====== PASSAGE PROVIDED ======
They also signal when a joint no longer attaches actors and is therefore unreferenced.  The user may invalidate or release the joint using the TkObject
release() method when this occurs (more on joint ownership in \ref tkjoints).

To create an unfractured TkActor instance from a TkAsset, one first fills in a descriptor (\ref TkActorDesc) and passes it to the framework's createActor function.
As with the TkAssetDesc, the TkActorDesc is derived from its low-level counterpart, the NvBlastActorDesc.  In addition the TkActorDesc holds a pointer to
the TkAsset being instanced.  An example of TkActor creation is given below, given a TkAsset pointer <b>asset</b>.

\code
TkActorDesc desc;	// The TkActorDesc constructor sets sane default values for the base (NvBlastActorDesc) fields, giving uniform chunk and bond healths of 1.0.
desc.asset = asset;	// This field of TkActorDesc must be set to a valid asset pointer.

TkActor* actor = framework->createActor(desc);
\endcode

The TkFamily created with the actor above may be accessed through the actor's getFamily field:

\code
TkFamily& family = actor->getFamily();
\endcode

The returned value is a reference since a TkActor's family can never be NULL.  Actors resulting from the split of a "parent" actor will always belong to the
parent's family.

For most applications, the user will need to create a listener object to pass to every family created, in order to keep their physics and graphics representations
in sync with the splitting of the TkActor.  For more on this, see \ref tkevents.
======
▶ **EXERCISE A**: In the TkActor documentation, why does getFamily return a reference?
▶ **EXERCISE B**: List every type name in the TkActor documentation that begins with "Tk", with a capital T.
▶ **EXERCISE C**: Pick up the documentation on creating TkActor instances after its final sentence and carry it forward.
====== RECORDS PROVIDED ======
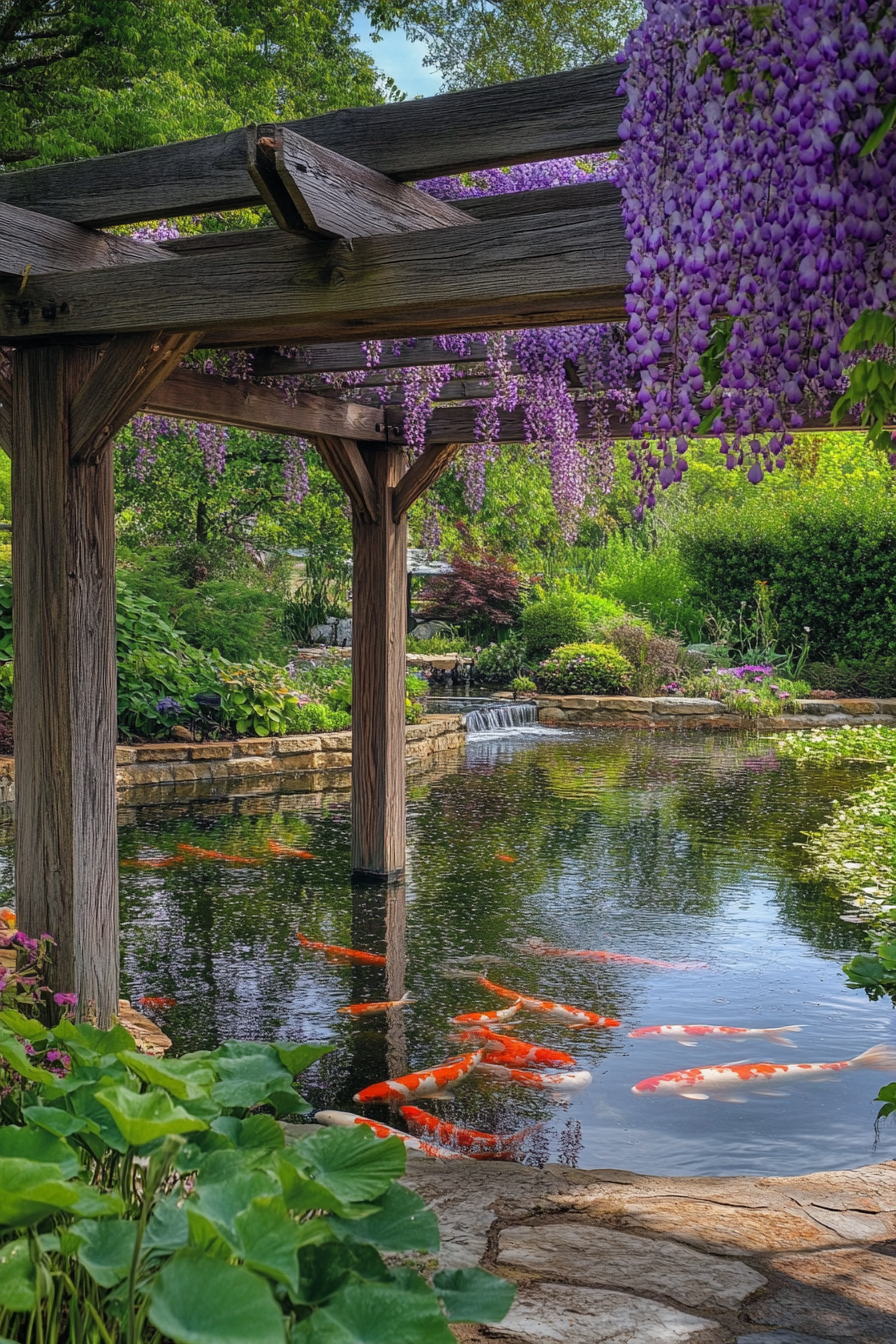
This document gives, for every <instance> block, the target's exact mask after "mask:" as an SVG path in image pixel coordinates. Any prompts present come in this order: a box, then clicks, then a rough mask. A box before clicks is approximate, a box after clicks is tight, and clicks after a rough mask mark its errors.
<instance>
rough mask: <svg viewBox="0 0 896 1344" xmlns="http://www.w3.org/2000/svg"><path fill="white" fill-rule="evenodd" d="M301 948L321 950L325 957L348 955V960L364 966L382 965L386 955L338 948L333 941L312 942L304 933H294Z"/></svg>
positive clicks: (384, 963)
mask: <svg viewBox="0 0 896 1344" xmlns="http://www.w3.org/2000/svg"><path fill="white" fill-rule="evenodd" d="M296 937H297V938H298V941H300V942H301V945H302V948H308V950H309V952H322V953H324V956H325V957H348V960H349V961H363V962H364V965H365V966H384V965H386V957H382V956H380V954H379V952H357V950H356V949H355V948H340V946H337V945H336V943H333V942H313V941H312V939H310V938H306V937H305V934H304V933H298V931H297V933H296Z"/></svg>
======
====== RECORDS PROVIDED ======
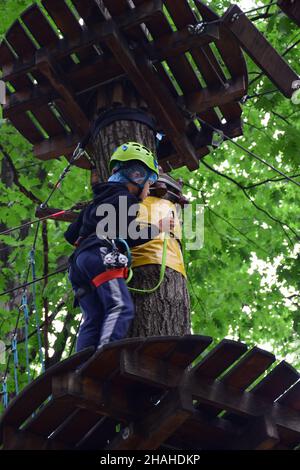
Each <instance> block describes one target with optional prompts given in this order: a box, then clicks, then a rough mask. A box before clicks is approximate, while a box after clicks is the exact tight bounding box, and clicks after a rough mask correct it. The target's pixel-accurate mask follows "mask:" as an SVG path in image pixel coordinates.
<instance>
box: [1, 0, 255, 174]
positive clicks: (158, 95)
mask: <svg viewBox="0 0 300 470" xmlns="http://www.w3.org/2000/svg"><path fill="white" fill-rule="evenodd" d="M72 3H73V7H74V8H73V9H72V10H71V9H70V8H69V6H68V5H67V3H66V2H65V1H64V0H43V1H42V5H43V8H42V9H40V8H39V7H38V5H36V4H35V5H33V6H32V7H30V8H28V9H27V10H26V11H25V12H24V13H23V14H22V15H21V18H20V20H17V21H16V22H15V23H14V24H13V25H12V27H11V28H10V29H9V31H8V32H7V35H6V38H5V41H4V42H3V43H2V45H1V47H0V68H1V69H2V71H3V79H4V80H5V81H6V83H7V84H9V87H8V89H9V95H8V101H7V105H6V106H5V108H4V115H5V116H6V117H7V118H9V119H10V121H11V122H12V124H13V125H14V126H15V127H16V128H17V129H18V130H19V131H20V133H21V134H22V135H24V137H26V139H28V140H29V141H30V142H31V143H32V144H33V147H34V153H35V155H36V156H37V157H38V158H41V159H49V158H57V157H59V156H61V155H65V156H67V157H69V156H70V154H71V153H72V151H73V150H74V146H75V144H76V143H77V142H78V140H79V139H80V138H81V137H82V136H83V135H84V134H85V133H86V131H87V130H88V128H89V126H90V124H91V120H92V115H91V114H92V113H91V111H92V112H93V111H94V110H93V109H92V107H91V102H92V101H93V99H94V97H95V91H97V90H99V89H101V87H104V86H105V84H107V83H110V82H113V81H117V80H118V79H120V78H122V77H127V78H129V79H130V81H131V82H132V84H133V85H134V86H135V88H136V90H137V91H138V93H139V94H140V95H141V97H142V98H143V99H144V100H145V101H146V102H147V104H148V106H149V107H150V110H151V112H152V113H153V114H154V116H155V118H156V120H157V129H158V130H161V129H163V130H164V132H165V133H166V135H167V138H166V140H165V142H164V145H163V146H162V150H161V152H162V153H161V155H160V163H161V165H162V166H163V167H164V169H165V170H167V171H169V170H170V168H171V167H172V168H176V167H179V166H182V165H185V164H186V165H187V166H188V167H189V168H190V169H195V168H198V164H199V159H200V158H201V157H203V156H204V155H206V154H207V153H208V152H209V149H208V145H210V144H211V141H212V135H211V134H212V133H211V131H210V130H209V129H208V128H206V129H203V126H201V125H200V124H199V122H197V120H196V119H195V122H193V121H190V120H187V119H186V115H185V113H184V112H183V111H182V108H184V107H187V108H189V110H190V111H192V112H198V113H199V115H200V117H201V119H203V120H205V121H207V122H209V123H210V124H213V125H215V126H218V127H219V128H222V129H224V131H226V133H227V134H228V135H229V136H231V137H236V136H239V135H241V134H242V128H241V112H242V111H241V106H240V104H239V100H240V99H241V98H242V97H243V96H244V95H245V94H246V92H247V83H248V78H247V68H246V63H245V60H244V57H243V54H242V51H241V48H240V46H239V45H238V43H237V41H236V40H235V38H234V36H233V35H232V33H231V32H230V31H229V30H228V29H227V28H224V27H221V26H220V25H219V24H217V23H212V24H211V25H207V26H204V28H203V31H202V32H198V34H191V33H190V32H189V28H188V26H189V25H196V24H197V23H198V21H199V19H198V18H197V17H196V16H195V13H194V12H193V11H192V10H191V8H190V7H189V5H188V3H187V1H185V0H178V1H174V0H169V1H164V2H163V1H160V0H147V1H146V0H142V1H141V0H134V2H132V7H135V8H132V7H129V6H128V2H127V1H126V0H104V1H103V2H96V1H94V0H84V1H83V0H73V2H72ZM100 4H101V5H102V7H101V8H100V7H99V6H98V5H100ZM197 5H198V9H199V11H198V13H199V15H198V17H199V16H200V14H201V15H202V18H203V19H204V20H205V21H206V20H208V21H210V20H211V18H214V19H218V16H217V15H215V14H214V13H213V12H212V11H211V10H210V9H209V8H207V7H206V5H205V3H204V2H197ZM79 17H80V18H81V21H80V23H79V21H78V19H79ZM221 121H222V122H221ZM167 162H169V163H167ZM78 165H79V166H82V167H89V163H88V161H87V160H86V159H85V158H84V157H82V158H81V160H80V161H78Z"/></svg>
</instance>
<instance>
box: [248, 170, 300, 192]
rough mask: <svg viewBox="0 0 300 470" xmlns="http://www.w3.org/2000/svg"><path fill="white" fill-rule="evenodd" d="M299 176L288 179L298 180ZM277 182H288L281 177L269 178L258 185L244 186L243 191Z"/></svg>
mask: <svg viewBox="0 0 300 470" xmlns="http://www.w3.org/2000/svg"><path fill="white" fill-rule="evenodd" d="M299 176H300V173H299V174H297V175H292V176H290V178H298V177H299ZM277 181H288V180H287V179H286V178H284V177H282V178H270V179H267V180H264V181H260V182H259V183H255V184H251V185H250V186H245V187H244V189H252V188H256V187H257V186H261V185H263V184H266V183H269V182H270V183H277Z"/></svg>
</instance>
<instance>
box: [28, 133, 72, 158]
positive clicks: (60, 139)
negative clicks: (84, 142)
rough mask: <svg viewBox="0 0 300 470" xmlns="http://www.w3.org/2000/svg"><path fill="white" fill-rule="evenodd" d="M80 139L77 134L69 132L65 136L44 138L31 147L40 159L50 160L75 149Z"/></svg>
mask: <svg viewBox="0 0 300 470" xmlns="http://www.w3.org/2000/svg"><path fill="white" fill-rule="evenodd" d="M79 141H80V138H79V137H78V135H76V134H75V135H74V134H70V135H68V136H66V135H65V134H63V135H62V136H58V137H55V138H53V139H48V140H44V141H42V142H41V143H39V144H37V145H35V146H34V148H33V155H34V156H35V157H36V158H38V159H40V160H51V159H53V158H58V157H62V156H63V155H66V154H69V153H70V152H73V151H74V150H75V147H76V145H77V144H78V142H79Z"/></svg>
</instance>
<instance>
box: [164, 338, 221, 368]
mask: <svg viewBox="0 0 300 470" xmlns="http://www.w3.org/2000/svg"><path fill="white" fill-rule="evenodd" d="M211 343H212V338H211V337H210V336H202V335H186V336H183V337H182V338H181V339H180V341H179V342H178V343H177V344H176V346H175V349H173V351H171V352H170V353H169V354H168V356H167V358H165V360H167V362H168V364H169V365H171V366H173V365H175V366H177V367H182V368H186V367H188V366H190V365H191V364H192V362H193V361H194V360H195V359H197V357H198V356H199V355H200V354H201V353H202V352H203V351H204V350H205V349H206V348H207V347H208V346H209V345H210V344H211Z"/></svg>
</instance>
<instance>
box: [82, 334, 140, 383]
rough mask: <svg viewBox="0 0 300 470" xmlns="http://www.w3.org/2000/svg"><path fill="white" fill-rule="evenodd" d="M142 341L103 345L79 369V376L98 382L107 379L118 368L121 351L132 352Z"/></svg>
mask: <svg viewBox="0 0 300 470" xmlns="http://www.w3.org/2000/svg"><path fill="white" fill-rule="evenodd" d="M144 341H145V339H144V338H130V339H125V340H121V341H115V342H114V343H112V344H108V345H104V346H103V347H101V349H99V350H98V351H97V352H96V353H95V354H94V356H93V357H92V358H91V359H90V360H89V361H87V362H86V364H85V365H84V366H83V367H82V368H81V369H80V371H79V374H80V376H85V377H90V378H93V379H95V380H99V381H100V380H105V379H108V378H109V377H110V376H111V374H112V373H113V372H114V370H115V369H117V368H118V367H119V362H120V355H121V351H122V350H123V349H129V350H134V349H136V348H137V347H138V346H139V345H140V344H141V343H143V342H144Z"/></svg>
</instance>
======
====== RECORDS PROVIDED ======
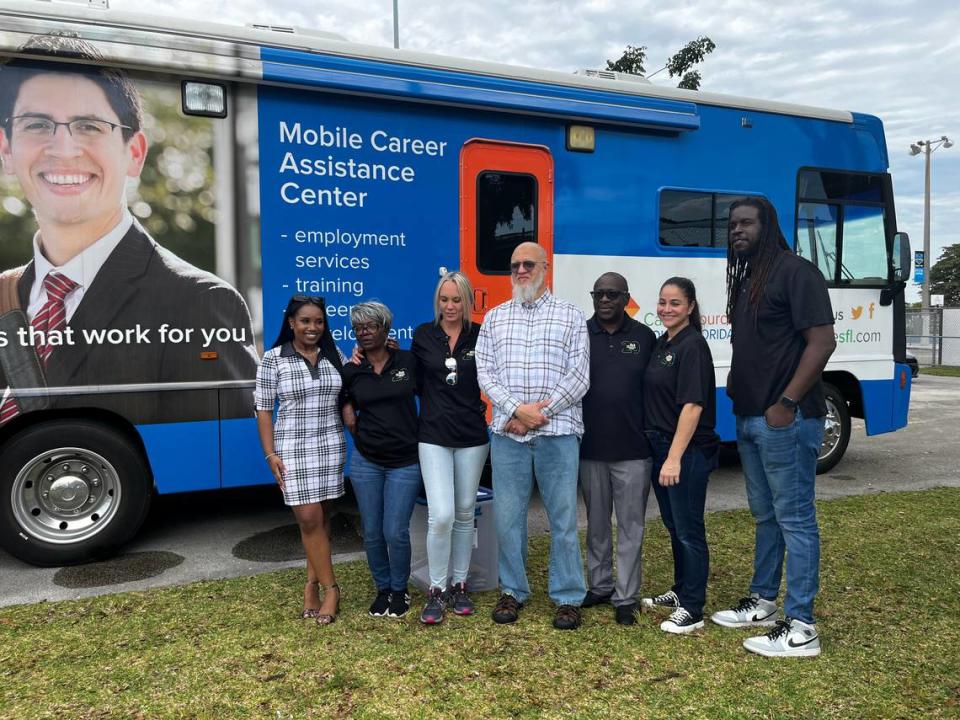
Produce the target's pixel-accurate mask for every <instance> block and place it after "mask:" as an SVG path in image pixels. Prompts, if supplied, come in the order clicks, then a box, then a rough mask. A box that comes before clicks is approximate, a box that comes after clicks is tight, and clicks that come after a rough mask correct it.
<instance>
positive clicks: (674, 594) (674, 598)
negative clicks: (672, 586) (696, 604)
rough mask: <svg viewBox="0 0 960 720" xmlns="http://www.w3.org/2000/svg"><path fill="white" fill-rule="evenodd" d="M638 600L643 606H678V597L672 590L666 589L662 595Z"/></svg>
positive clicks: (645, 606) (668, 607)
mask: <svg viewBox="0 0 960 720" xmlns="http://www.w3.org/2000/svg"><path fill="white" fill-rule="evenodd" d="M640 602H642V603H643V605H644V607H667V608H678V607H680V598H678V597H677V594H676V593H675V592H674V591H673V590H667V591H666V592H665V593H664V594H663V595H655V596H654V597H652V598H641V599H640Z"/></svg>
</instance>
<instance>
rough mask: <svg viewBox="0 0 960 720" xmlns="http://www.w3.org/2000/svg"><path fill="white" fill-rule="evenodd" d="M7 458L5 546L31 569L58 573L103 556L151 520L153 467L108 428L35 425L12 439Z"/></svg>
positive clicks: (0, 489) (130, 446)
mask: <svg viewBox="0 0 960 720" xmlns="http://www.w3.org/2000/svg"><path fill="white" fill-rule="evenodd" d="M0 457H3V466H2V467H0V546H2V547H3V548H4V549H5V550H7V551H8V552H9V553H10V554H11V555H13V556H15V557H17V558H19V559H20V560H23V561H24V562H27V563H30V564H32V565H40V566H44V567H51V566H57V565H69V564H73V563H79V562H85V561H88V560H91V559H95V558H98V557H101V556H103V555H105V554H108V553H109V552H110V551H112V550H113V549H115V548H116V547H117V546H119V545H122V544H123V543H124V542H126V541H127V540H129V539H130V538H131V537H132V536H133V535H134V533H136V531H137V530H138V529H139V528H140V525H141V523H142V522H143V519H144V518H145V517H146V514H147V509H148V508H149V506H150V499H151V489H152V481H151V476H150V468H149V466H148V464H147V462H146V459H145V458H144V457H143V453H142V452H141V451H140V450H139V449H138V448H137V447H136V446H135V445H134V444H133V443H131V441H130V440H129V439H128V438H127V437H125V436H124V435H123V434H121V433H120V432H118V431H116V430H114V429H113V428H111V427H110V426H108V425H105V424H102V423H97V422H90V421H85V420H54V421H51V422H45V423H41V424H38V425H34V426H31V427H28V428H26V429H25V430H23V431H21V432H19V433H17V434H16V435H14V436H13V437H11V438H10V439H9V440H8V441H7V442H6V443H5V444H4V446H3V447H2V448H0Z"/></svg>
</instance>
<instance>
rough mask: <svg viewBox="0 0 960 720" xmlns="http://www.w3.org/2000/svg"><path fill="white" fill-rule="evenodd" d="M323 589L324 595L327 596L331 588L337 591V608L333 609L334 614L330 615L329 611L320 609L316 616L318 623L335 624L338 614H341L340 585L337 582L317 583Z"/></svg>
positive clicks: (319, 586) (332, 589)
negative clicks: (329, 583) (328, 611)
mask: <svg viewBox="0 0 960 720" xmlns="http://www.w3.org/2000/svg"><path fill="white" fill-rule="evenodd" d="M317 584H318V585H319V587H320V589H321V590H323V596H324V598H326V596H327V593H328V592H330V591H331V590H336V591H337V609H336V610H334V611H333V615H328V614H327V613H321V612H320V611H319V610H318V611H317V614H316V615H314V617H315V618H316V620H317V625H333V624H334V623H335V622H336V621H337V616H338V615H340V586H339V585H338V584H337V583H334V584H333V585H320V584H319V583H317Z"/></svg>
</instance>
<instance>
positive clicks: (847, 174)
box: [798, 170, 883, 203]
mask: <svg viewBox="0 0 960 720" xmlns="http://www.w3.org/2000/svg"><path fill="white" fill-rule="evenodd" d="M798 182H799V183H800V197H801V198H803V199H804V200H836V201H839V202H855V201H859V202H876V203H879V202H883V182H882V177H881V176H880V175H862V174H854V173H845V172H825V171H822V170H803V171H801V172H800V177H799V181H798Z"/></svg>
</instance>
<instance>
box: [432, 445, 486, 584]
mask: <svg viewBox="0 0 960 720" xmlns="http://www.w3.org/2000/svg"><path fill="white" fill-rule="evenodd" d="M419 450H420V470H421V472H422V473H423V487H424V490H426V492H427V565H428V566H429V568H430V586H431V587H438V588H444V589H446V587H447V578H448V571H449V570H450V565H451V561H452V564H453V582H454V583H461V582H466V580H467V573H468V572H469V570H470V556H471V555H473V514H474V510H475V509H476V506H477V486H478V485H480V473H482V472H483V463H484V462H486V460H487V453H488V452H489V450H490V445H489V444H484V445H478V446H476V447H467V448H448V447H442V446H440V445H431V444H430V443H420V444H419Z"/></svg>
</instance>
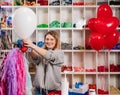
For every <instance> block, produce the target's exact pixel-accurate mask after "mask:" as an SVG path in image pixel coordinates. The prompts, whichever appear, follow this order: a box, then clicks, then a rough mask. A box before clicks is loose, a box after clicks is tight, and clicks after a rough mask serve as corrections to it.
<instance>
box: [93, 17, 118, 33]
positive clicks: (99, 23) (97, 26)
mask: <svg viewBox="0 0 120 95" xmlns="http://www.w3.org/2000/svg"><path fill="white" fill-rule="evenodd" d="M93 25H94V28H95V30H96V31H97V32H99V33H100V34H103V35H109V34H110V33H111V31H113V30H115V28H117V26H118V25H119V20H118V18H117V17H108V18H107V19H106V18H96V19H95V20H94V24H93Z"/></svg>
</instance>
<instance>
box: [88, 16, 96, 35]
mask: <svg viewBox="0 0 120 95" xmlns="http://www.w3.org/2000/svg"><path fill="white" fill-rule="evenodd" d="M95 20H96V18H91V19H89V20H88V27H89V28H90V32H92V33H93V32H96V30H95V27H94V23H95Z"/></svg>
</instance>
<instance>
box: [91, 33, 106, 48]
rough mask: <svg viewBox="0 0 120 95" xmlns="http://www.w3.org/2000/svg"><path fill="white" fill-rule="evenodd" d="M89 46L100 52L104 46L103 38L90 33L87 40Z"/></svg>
======
▶ **WRITTEN REPLY A**: It returns a reference because a TkActor's family can never be NULL.

▶ **WRITTEN REPLY B**: TkObject, TkActor, TkAsset, TkActorDesc, TkAssetDesc, TkFamily

▶ **WRITTEN REPLY C**:
<br>
\section tkgroups Groups

One important feature of NvBlastTk is the ability to multitask damage processing.  The mechanism by which the toolkit does this is the group object, TkGroup.
Groups are created at the request of the user; the user may create as many groups as he or she likes.  Actors may be added or removed from groups in any way the
user wishes, with the only constraint being that a given actor may belong to no more than one group.  A group is a processing object, much like a scene in a physics
simulation.  Indeed, a natural pattern would be to associate one group per physics scene, and synchronize the group processing with scene simulation.  Another
pattern would be to subdivide the world into neighborhoods, and associate each neighborhood with a group.  A distributed game could take advantage of this structure
to similarly distribute computation.

Group processing is performed by <em>workers</em>, which have a TkGroupWorker API exposed to the user.  The number of workers may be set by the user, with the idea being
that this should correspond to the number of threads available for group processing.  Processing starts with a call to TkGroup::startProcess().  This creates a number
of jobs which the user may assign to workers as they like, each worker potentially on its own thread.  The jobs calculate the effects of all damage taken
by the group's actors.  After all jobs have been run, the user must call TkGroup::endProcess().  This will result in all events being fired off to listeners associated
with families with actors in the group.

A convenience function, TkGroup::process(), is provided which uses one worker to perform all jobs sequentially on the calling thread.  This is useful shortcut to
get BlastTk up and running quickly.  A multithreaded group processing implementation is given by Nv::Blast::ExtGroupTaskManager (in NvBlastExtPxTask.h).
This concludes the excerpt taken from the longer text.